__Set exercise__.
Count the lines below that contain the string "wall", with case counting. Give only the number.

__Provided data__.

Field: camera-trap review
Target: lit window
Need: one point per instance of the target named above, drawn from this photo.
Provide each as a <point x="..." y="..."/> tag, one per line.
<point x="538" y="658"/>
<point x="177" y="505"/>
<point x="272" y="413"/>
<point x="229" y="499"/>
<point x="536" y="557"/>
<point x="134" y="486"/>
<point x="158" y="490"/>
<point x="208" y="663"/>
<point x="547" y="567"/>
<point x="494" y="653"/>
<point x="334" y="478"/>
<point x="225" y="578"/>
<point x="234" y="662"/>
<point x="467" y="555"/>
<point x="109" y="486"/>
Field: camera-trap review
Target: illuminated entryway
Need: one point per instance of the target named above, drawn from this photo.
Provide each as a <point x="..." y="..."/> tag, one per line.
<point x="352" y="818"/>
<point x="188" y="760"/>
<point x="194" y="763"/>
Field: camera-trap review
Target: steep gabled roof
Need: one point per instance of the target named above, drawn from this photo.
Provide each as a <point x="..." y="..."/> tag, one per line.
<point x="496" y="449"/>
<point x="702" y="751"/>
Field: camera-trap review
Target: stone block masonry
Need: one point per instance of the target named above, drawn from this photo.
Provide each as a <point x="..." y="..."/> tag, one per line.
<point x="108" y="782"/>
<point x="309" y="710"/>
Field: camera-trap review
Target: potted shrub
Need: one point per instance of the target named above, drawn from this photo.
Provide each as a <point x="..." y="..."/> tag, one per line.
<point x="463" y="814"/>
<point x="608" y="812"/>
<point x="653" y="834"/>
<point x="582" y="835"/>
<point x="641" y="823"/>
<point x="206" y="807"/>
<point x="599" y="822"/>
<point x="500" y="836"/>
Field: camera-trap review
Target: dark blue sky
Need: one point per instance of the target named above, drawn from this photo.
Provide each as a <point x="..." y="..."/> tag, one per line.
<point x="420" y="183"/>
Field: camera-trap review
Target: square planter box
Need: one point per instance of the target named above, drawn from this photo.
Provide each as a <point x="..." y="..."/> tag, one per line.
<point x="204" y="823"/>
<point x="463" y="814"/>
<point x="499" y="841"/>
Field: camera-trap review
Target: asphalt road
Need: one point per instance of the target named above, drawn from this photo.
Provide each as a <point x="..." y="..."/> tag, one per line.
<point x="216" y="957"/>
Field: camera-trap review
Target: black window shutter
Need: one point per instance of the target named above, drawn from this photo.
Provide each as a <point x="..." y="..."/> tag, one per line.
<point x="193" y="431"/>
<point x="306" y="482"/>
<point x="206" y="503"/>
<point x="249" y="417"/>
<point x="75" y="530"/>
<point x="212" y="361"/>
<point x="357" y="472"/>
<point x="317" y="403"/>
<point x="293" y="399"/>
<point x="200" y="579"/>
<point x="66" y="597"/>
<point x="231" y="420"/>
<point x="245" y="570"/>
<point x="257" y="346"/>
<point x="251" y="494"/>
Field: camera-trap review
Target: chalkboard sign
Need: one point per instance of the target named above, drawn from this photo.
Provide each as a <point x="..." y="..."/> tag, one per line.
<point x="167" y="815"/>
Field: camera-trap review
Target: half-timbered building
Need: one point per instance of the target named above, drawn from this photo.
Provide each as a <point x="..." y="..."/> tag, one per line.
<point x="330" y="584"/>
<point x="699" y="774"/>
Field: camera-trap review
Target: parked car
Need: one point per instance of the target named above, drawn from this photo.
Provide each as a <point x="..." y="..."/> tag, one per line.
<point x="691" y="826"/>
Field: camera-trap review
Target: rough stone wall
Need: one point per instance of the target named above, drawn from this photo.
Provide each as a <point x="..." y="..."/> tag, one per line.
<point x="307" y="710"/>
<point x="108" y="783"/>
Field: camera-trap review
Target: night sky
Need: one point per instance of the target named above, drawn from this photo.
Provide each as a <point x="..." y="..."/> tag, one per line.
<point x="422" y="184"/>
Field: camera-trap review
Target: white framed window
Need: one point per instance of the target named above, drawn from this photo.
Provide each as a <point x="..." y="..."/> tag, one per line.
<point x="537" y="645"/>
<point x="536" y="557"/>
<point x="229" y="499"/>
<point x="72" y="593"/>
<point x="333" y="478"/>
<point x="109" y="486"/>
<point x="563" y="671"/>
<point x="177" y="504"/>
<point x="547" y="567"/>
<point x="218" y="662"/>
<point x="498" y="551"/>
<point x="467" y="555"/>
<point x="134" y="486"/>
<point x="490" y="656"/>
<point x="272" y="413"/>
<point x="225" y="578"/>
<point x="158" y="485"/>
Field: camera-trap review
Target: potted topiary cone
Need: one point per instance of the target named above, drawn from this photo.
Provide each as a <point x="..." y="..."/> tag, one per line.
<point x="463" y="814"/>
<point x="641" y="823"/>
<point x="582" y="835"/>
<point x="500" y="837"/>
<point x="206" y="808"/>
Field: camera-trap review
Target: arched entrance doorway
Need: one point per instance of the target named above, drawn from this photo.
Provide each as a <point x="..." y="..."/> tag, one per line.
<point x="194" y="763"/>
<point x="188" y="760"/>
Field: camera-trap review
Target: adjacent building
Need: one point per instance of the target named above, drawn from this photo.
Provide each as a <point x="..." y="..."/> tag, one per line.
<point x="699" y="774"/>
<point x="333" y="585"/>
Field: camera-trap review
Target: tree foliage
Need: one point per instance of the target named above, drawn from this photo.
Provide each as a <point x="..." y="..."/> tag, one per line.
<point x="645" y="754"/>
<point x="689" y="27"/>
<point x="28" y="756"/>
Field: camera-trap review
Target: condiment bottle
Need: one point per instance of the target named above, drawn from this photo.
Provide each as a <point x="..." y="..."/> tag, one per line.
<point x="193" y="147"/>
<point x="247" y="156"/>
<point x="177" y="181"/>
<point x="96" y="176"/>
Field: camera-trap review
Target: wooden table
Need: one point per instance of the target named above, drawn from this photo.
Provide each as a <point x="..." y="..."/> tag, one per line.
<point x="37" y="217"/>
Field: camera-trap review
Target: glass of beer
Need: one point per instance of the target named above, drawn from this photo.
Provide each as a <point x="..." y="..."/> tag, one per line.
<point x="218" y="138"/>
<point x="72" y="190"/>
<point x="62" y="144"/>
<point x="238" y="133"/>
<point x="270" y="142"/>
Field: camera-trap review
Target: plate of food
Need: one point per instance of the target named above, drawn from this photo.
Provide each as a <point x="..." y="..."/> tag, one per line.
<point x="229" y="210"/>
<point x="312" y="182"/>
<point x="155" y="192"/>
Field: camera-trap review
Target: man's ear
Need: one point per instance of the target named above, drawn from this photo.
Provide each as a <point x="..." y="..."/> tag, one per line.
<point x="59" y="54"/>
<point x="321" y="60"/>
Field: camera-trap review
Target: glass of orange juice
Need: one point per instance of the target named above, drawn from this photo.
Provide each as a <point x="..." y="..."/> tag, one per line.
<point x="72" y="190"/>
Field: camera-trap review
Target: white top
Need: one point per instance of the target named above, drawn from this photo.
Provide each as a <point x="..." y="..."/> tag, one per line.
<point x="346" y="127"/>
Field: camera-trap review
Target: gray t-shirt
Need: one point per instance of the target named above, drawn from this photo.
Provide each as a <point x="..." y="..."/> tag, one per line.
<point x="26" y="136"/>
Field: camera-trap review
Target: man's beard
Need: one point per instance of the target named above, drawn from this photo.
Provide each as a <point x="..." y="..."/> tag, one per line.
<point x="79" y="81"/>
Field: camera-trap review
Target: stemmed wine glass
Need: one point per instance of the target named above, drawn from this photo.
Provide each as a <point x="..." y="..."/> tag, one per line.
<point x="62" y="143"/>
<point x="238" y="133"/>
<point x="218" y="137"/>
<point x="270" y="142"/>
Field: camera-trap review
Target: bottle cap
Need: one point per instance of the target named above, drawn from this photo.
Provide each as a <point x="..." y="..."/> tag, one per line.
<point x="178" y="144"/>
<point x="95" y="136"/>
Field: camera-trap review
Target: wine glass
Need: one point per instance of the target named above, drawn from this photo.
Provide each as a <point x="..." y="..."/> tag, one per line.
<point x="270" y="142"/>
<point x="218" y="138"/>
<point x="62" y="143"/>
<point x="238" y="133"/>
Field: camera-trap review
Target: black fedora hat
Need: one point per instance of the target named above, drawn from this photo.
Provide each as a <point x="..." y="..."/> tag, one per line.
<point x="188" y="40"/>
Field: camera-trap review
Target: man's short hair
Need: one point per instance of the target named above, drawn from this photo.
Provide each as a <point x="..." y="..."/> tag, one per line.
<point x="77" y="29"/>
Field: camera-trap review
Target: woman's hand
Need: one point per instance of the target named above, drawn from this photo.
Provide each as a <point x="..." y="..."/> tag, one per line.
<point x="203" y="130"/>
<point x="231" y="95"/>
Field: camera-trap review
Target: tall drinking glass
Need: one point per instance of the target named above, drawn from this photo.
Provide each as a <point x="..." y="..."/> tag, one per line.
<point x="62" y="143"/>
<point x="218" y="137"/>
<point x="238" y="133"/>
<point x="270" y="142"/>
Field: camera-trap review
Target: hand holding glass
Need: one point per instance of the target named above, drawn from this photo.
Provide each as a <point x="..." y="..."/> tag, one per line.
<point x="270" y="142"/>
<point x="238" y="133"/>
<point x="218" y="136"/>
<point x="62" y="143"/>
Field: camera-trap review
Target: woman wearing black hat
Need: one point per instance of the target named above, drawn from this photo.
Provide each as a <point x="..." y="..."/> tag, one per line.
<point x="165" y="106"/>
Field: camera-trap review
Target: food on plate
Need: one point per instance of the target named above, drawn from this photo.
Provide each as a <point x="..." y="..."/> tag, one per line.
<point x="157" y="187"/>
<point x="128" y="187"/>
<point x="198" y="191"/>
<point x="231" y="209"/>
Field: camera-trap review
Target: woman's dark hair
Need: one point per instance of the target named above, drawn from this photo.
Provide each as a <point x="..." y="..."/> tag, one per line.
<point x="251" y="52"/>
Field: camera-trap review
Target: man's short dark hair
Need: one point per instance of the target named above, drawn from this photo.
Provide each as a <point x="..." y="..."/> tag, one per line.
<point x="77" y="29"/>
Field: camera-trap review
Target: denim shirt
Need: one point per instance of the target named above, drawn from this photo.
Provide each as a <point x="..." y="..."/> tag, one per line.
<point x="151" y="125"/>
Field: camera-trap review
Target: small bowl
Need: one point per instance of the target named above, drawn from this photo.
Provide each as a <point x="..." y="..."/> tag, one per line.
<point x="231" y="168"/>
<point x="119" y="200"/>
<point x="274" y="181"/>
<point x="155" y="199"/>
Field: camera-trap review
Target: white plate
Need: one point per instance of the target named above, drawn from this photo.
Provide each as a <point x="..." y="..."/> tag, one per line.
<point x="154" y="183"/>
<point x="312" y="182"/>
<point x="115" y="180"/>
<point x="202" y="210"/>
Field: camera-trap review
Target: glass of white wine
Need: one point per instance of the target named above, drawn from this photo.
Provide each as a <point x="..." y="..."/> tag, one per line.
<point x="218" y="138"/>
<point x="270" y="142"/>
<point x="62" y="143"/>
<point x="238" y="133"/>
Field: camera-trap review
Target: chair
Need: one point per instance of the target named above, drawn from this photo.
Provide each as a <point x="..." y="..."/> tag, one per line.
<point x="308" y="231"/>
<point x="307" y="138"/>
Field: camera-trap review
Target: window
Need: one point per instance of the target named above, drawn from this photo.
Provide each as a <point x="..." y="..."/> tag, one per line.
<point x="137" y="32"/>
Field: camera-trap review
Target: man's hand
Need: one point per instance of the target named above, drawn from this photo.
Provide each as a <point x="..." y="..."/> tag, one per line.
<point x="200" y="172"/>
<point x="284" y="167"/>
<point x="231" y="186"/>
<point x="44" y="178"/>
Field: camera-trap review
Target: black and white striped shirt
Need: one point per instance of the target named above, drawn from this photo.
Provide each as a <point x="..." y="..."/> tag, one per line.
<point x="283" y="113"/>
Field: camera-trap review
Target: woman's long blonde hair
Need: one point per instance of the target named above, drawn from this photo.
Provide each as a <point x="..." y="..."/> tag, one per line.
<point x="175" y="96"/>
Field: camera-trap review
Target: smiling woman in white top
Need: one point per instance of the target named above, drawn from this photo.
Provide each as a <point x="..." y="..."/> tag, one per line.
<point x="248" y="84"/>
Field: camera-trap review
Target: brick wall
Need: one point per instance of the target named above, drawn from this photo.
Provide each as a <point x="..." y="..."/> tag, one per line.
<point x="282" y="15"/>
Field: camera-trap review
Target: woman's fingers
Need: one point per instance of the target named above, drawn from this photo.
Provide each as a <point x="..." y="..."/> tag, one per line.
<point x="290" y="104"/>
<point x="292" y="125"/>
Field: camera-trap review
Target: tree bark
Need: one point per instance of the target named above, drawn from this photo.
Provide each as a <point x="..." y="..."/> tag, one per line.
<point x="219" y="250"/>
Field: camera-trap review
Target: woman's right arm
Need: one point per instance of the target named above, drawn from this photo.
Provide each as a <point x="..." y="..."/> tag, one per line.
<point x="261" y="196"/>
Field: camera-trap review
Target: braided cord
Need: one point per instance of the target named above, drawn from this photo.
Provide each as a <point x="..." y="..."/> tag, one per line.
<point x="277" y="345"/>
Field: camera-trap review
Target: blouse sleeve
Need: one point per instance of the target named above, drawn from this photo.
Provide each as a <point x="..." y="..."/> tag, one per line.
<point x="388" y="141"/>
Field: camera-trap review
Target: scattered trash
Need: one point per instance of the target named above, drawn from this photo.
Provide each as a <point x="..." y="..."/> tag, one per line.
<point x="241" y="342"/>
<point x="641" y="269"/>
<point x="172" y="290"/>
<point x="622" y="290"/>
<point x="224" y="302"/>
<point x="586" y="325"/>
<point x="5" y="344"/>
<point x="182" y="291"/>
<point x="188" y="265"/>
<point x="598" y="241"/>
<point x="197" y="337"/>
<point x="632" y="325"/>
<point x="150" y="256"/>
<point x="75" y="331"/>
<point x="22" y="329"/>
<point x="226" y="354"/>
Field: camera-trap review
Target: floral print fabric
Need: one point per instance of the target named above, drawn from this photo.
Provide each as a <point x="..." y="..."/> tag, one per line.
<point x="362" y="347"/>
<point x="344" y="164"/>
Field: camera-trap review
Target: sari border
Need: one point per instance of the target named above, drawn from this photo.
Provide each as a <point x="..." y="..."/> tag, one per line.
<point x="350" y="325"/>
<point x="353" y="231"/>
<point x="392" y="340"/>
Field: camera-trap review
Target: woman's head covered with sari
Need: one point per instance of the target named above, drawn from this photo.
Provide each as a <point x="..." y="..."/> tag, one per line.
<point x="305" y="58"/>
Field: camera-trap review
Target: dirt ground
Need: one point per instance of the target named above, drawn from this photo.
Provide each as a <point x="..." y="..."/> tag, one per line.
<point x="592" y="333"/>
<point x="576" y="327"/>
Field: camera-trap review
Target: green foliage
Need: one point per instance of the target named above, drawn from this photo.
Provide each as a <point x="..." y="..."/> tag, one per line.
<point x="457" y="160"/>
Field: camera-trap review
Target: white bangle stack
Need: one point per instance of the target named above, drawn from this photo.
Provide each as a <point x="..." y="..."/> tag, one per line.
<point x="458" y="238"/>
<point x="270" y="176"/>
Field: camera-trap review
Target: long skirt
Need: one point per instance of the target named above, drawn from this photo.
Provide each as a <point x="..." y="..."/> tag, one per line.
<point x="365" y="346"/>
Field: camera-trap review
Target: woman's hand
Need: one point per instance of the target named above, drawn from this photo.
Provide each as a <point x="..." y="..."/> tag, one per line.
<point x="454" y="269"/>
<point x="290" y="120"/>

__Correct answer__.
2